:: Material shown

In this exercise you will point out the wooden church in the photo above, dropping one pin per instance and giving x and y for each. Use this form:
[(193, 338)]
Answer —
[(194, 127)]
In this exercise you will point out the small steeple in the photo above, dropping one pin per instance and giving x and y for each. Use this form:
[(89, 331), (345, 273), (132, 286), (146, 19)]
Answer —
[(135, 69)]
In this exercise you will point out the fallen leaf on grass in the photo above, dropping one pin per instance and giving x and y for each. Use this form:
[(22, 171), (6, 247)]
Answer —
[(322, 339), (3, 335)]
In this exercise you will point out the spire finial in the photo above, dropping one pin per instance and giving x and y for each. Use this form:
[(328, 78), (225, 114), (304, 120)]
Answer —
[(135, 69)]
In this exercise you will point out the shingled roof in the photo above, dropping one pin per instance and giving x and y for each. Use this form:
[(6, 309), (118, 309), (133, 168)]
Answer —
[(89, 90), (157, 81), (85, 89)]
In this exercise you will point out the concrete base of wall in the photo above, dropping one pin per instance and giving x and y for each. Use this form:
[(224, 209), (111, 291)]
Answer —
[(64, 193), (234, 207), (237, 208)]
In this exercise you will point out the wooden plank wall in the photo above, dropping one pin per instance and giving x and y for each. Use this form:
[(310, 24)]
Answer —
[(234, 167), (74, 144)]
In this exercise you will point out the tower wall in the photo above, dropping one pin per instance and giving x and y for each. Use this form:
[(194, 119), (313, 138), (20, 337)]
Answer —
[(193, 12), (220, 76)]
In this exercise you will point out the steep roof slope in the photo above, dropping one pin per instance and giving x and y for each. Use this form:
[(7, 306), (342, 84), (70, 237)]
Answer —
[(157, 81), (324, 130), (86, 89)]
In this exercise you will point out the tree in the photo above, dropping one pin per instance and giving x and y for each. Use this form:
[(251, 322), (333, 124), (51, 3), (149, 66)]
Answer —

::::

**Goal:** Lay out all the entries above as a JSON list of strings, with one string per line and no blank lines.

**The reply:**
[
  "In this exercise you will point out the wooden church in the photo above, dropping one pin per instance and giving x and y for each. Use this form:",
  "[(193, 338)]",
  "Answer —",
  "[(194, 127)]",
  "In this exercise you will point out the small steeple in the photo above, dropping one pin per instance and giving x and y for each. Use this form:",
  "[(89, 331), (345, 273), (132, 286), (146, 19)]",
  "Answer —",
  "[(135, 69)]",
  "In this exercise you will point out the fallen leaf on grass in the photo above, dropping one pin per instance and giving x and y for each. Use this form:",
  "[(22, 171), (6, 247)]",
  "Answer —",
  "[(322, 339), (3, 335)]",
  "In this exercise you will point out the spire finial in the photo above, dropping one pin per instance and giving x and y for each. Use this form:",
  "[(328, 78), (225, 114), (304, 120)]",
  "Answer —",
  "[(135, 69)]",
  "In this exercise you will point out the shingled roof in the photo above, dropping one pin per instance and giving x and y for each. Use this form:",
  "[(6, 309), (118, 309), (133, 168)]",
  "Answer —",
  "[(89, 90), (157, 81), (85, 89)]",
  "In this exercise you will point out the concrete base of wall in the photo above, dropping one pin per instance and giving x and y for each. Use this form:",
  "[(224, 209), (111, 291)]",
  "Answer —",
  "[(64, 193), (234, 207), (237, 208)]",
  "In this exercise you will point out the wooden plank wall in the photo above, dropping one pin per instance and giving x and y for each. Use this form:",
  "[(310, 24)]",
  "Answer —",
  "[(234, 167), (74, 144)]",
  "In this exercise you will point out the tower wall in the photo above, dropping one pin per instance and giving x and y for each. Use this form:",
  "[(194, 119), (313, 138), (20, 337)]",
  "Answer —",
  "[(193, 12), (220, 76)]",
  "In this exercise you will point out the steep roof slope in the photo above, dropping one pin per instance and giving x and y for each. Use this form:",
  "[(7, 306), (342, 84), (70, 237)]",
  "Answer —",
  "[(157, 81), (324, 130), (86, 89)]",
  "In this exercise you will point out the tree in the photo above, dropping one pin per instance and giving x and y for each. Use this form:",
  "[(251, 322), (333, 124), (51, 3), (149, 66)]",
  "Answer —"
]